### EXERCISE DESCRIPTION
In the thread on firmware-first error handling, rewrite the passage from "If firmware can't" up to and including "to do this.", renaming "context" to "environment" everywhere it occurs.

:: EXTRACTED TEXT ::

If firmware can't know the error is recoverable, it also can't know it's
fatal. When firmware does try to make a determination from insufficient
information, it opens itself up to sarky remarks. That's fair game.

(snip)
>> If we're going to split recovery paths, then it makes better sense to
>> have a system where handleable errors are passed down to a lesser
>> context. Or even run non-blocking handlers in whatever context they are
>> received. Much more than having a special case for a specific error.
> 
> Yes. I think running the NMI-safe parts of the handler first, then the IRQ-parts
> when we drop to IRQ context is the way to do this.

Coming soon to a ML near you.

>>>> I abstract things at irq_work_queue(): "queue this work and let me
>>>> return from this interrupt"
>>>
>>> ('from this NMI', to come back later as an IRQ, from where we can call
>>> schedule_work_on(). This chaining is because the scheduler takes irqsave
>>> spin-locks to schedule the work.)
>>
>> Hopefully, the handling is set up in such a way that I don't have to
>> worry about these details on a per-error basis. If I do have to worry,
>> them I must be doing something wrong.
> 
> I agree, but something has to know. Lets tackle AER first,

The actual handler knows. For AER, that's do_recovery().

> where we have none of theses concerns

Untamed PCIe errors can end up as MCEs and triple-fault the CPU :)
You didn't think we get a free ride with AER, did you?

(snip)
>>> On arm64 poisoned-cache locations triggering an external abort (leading to a
>>> NOTIFY_SEA NMI-like notification to APEI) in response to a load is synchronous,
>>> hence the live-lock problem.
>>
>> How is this currently handled in the kernel-first case?
> 
> We don't have any kernel-first support today

:(

> it would need the Arm version of
> MCA (v8.2 RAS Extensions) which are relatively new. Everything we've seen so far
> is using firmware-first as it has to know a little about the SoC topology.
> 
> How would it be handled? For the kernel-first version of NOTIFY_SEA the code
> would get the interrupted pt_regs and can probe the RAS Error registers (snip)

Sounds like a regular, standard, raceless error handler :)


>>>> I am not concert about livelocking the system.
>>>
>>> This is what keeps me awake at night.
>>
>> Nothing keeps me awake at night. I keep others awake at night.
> 
> (Ha! I owe you a beer!)

(I will not forget)

>>> I think your platform has NMI handled as MCE/kernel-first for synchronous CPU
>>> errors. SMI triggered by PCI-AER are notified by NMI too, but handled by
>>> firmware-first.
>>
>> MCEs come in via FFS.
> 
> Oh? I thought those were to separate worlds. I assumed MCE-NMIs didn't go via SMM.

FFS is done in SMM. I'm certain there's a very simple and easy way in
which MCEs can be reported kernel-first, but I've only seen it done FFS
recently.

(snip)
> I think the way forward here is to spot defer-able errors, even if they are
> marked fatal. Initially this will just be AER, but if we can split up the
> handlers to have NMI/IRQ/Process context counterparts, we may be able to do
> enough work early-on to defer other types of error.

You're gonna love my v2.

Alex

:::
:: EXTRACTED MATERIAL ::

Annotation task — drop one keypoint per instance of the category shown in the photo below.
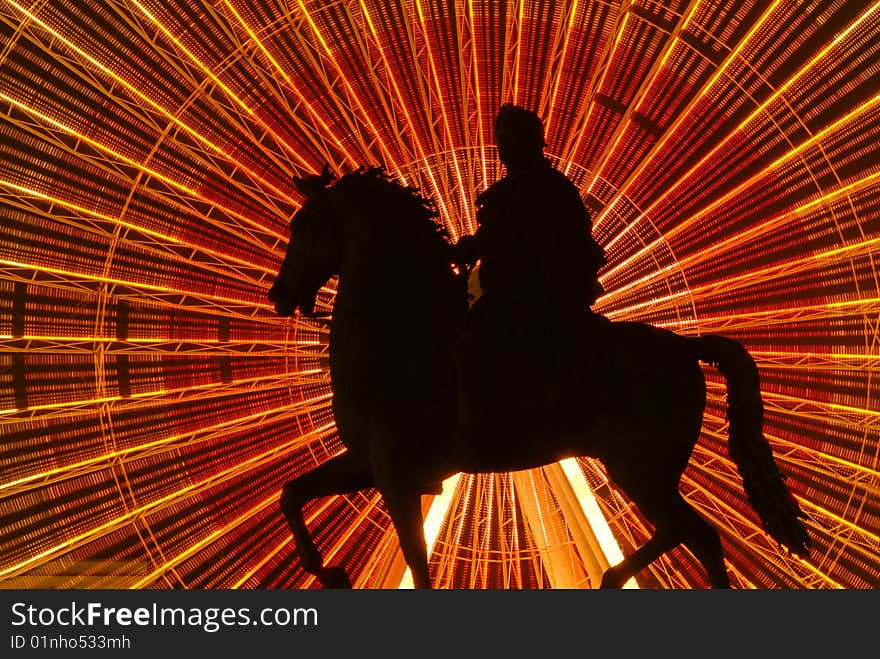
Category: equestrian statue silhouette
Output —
(631, 395)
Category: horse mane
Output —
(410, 220)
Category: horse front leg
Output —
(339, 475)
(405, 507)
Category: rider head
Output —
(519, 135)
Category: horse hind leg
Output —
(704, 543)
(675, 522)
(339, 475)
(617, 575)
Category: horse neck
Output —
(391, 272)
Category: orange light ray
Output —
(122, 454)
(743, 237)
(364, 114)
(600, 81)
(792, 153)
(481, 138)
(708, 86)
(465, 204)
(416, 140)
(251, 113)
(548, 123)
(117, 220)
(437, 513)
(130, 516)
(135, 285)
(143, 168)
(755, 113)
(636, 103)
(289, 82)
(137, 93)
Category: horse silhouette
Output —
(396, 322)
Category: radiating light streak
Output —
(188, 490)
(709, 84)
(190, 551)
(117, 220)
(623, 17)
(220, 387)
(465, 203)
(481, 138)
(801, 500)
(252, 114)
(136, 92)
(170, 442)
(548, 122)
(433, 522)
(757, 112)
(671, 42)
(741, 238)
(289, 81)
(726, 510)
(863, 475)
(835, 407)
(364, 114)
(516, 61)
(204, 542)
(597, 521)
(139, 166)
(135, 285)
(417, 142)
(675, 230)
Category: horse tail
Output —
(765, 488)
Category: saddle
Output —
(525, 373)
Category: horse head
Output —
(313, 251)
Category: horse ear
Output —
(309, 185)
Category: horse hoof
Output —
(334, 577)
(610, 580)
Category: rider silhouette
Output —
(538, 275)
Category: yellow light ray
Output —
(252, 114)
(481, 138)
(136, 285)
(667, 135)
(137, 93)
(713, 252)
(548, 123)
(516, 60)
(624, 11)
(465, 203)
(155, 393)
(364, 114)
(289, 81)
(640, 95)
(864, 107)
(143, 168)
(121, 454)
(593, 513)
(757, 112)
(180, 494)
(417, 142)
(433, 522)
(117, 220)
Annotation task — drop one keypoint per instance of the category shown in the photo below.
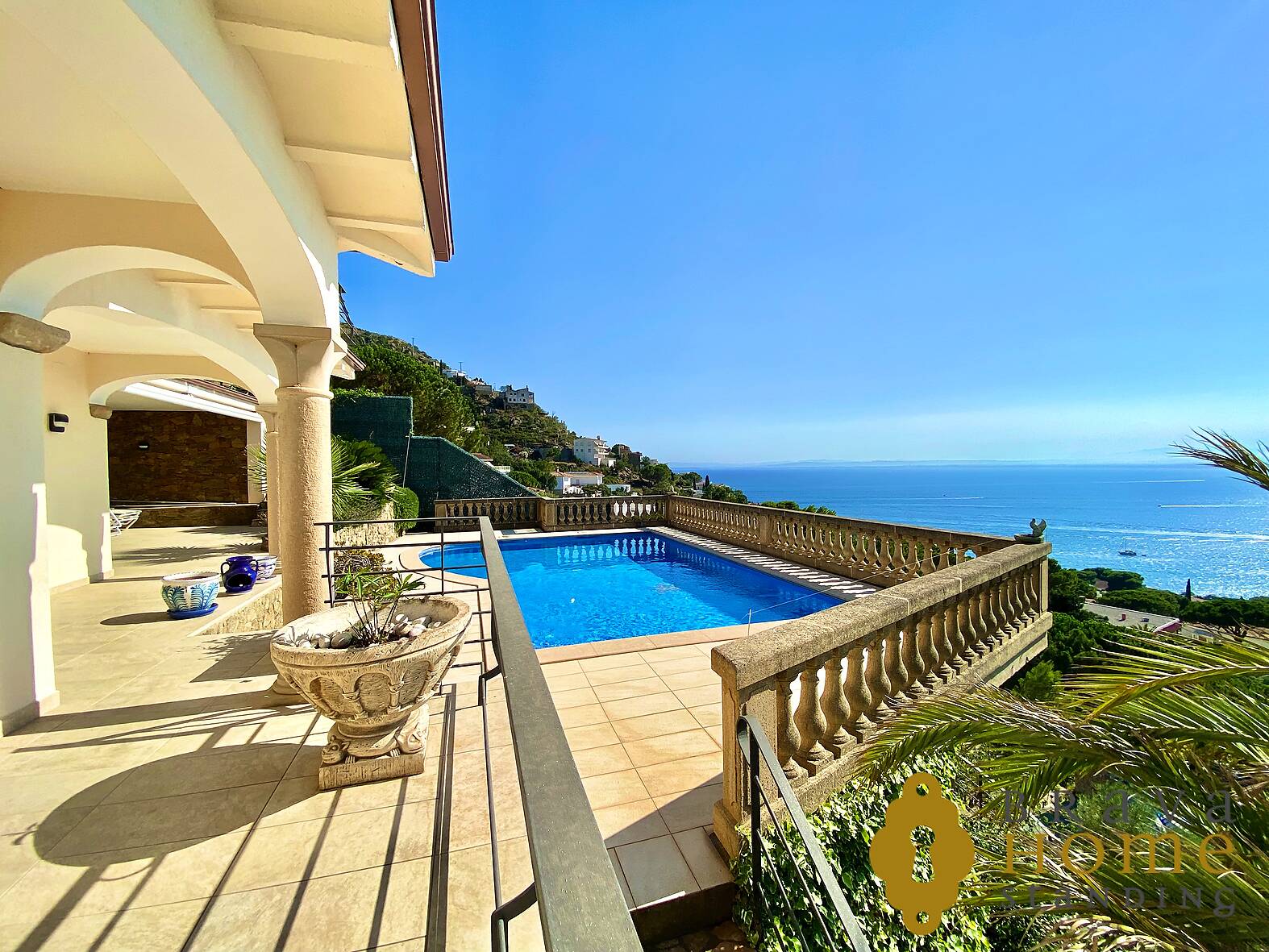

:::

### SOLUTION BELOW
If firmware can't know the error is recoverable, it also can't know it's
fatal. When firmware does try to make a determination from insufficient
information, it opens itself up to sarky remarks. That's fair game.

(snip)
>> If we're going to split recovery paths, then it makes better sense to
>> have a system where handleable errors are passed down to a lesser
>> environment. Or even run non-blocking handlers in whatever environment they are
>> received. Much more than having a special case for a specific error.
> 
> Yes. I think running the NMI-safe parts of the handler first, then the IRQ-parts
> when we drop to IRQ environment is the way to do this.